Work instructions:
Could you return all of the records exactly as they stand?

[Collected data]
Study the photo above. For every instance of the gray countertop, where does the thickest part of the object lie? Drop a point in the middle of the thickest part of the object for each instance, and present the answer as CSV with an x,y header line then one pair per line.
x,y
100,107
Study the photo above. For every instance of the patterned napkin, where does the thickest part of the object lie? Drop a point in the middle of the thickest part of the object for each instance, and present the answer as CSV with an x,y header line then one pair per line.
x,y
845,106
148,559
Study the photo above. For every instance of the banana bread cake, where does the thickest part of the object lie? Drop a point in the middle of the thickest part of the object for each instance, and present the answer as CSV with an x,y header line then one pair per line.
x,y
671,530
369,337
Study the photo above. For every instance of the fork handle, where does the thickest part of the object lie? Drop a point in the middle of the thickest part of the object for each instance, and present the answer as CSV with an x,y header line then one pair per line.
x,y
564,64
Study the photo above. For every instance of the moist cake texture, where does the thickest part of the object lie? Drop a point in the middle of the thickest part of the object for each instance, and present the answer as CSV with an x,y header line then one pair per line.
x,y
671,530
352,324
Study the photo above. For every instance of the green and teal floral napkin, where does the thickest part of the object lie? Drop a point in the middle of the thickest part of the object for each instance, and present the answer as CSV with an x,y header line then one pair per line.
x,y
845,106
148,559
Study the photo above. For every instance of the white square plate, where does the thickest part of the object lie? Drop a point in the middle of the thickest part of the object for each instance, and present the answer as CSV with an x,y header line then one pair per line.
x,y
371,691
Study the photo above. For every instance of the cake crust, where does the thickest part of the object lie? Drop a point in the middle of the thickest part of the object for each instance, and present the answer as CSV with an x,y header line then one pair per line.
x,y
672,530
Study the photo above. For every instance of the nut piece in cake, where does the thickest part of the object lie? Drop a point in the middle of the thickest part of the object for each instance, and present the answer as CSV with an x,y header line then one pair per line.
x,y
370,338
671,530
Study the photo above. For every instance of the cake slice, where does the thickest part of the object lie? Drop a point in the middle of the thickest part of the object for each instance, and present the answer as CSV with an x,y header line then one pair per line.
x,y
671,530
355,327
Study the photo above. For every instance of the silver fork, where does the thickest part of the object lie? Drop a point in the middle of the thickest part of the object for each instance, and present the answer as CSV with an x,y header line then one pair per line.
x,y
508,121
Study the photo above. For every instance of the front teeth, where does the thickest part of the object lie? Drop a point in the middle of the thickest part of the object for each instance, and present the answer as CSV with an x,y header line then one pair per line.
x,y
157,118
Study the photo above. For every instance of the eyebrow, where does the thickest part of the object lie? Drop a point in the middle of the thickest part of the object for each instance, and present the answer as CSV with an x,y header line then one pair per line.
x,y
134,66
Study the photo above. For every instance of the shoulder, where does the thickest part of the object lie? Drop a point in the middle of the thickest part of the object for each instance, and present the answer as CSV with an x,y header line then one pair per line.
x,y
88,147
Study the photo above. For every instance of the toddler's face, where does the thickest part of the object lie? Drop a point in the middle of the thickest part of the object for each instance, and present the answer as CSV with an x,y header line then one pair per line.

Answer space:
Study the photo above. For every instance of the gray countertop, where does the thickest part of the object lie? Drop a point in the middle of the thickest part of the object for each instance, and present the answer as CSV with an x,y header line then one pair per line.
x,y
100,107
Study the photo above. For every instance of the patterned napkin, where does the thickest part of the object lie? Drop a point in the middle of the thickest part of the object for each instance, and present the answer as CSV with an x,y header line then one pair per line.
x,y
845,106
148,559
Study the photo above. For every instance of the banana bread cake, where does the thickest part of the object lie? Drop a point in the middle of the thickest part of the object for each instance, and present the answer as CSV with an x,y header line then one pair per line.
x,y
671,530
369,337
Study the photo above. For every instance of the fork handle, where does the thickest part of the object lie? Drop a point in the middle of the thickest part of the object for each instance, and present the answer as CSV with an x,y header line then one pair per line.
x,y
564,64
Study the photo above. For every instance of the moist cake texture, where does the thickest part of the object lie? Drop a point in the middle of the thickest part of the object for each instance, and present the answer as CSV with an x,y header line then one pair per line.
x,y
671,530
352,324
Study the photo above. For every instance of the green and teal floral napkin, where does the thickest part of the object lie? Drop a point in the middle of the thickest part of the object for each instance, and present the answer as CSV with an x,y header line then one pair per line.
x,y
845,106
148,559
Study the photo above. For every instance of the white square plate, where does the thickest part of the object lie? Drop a point in the middle of the thickest part of the object for each instance, and present the answer as CSV with an x,y header line then one pair per line.
x,y
371,691
Study the photo above. For every instance of the cake crust, where does the thickest part of the object lie? Drop a point in the middle of the thickest part of the object for each instance, and present the answer as CSV with an x,y header line then one pair per line.
x,y
672,530
Study the photo above. For every instance of the nut piece in cake, where does the thickest part of the object lie? Drop a point in the middle of the thickest part of the object for each instance, and present the answer as CSV with an x,y header line then one pair per line.
x,y
370,338
671,530
Study the photo above. For every instance of the cake slice, where does the thickest part of the object lie? Drop a point in the middle of the thickest part of the object for each instance, and present the answer as CSV with an x,y header line then one pair per line.
x,y
671,530
355,327
Study the photo above. For every instance of the silver fork, where does the thickest part of the object lie? Drop a point in the middle of the thickest part of the object for each instance, and present the answer as CSV with an x,y header line then one pair per line.
x,y
508,121
Study the photo above. For every instance of the front teeth, where does the thickest part of the object lie? Drop a point in the middle of the thickest part of the object for each instance, and present the answer as CSV with an x,y header line then one pair per line.
x,y
157,118
Study the photo above. For every instance of the eyebrow, where does the thickest part of the object lie? Drop a point in the middle of the thickest part of the object for each instance, and present the answer as CSV with an x,y header line then one pair per line.
x,y
134,66
Study the photo above. For every instance of the shoulder, where does the thickest part of the object lie? Drop a point in the middle of the thickest part of the object for each instance, and present the answer as CSV with an x,y header line then one pair per line.
x,y
88,147
Study the photo above. For every instance of the toddler's face, where does the thickest part of the object lie? Drop a point in the middle of the thickest part of the object for each instance, and present the answer as CSV with an x,y header line then one pair per line.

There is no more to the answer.